Nishi la Tremenda y Sus Aliados Brings Latin Exuberance to ‘A Cross Border Mixtape’

When the musical ensemble sports the name Nishi la Tremenda y Sus Aliados, I can only wonder who forgot to add the exclamation point. This vibrant quintet—one vocalist and four instrumentalists—presented its intoxicating array of musical styles revisioned with the flair and rhythmic panache of Latin American jazz in concert Friday at the First Unitarian Universalist Church in Hillcrest.

(l. to r.) Ruben Hernandez-Diaz, Anishka Lee-Skorepa, Tamara Paige, Lionel Avila and Justin Hansen [photo courtesy of the artists]

Nishi la Tremenda is the dramatic soprano Anishka Lee-Skorepa and her allies are pianist Justin Hansen, bassist Tamara Paige, flutist Lionel Avila, and percussionist Ruben Hernandez-Diaz. On Friday’s bracing, eclectic program, their repertory spanned art songs from Mexico, Germany, Cuba, and America; grand opera; jazz; ska, and for good measure the Great American Songbook.

(EXERCISE BRIEF): In the concert review, where did the quintet perform on Friday?

(DATA EXTRACT):
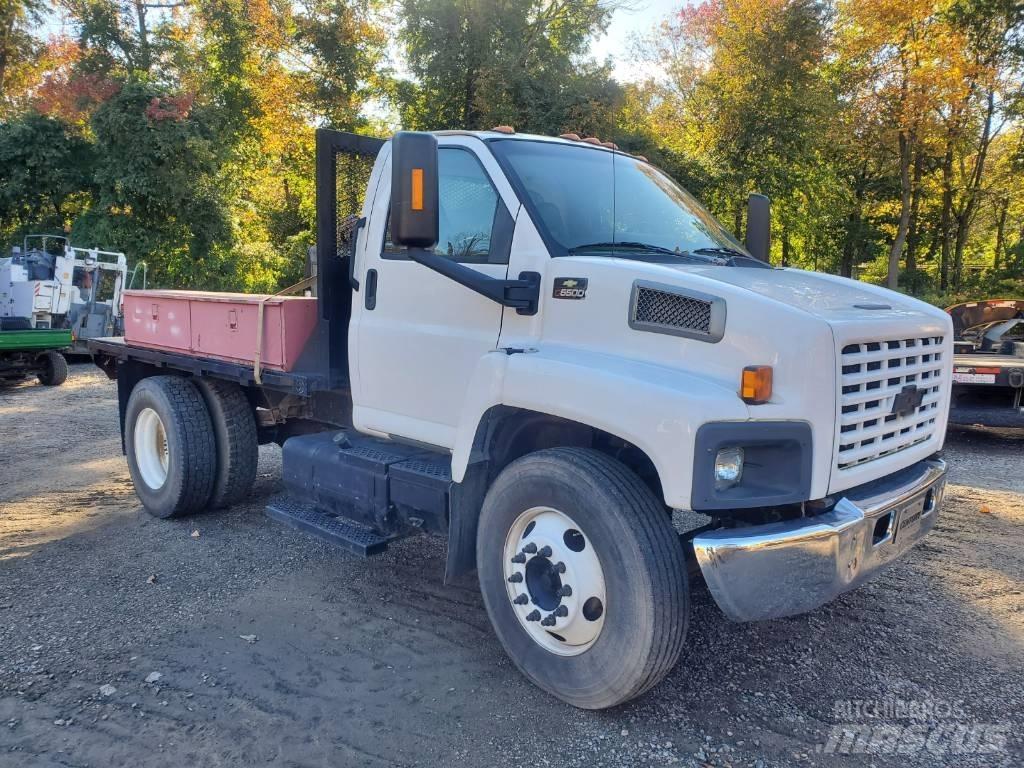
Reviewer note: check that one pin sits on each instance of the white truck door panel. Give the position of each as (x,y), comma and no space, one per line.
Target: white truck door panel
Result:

(REPLY TO THE TASK): The First Unitarian Universalist Church in Hillcrest.